THE EXERCISE → Arrange every line of the data below as a Markdown table with the columns "Row" and "Line", omitting blank lines and leaving the pictures out.

Pointing entries for labeled objects →
◇ ◇ ◇ ◇ ◇

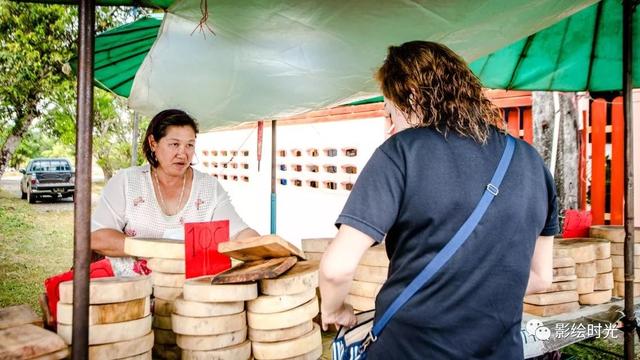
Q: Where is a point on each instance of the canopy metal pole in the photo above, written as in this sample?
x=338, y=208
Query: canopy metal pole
x=273, y=176
x=82, y=204
x=627, y=61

◇ ◇ ◇ ◇ ◇

WRITTEN RESPONSE →
| Row | Line |
|---|---|
| 1 | Q: Where is a point on each instance of the canopy metal pole in the photo above, written as in this sample? |
| 2 | x=338, y=208 |
| 3 | Query: canopy metal pole |
| 4 | x=273, y=176 |
| 5 | x=82, y=204 |
| 6 | x=627, y=61 |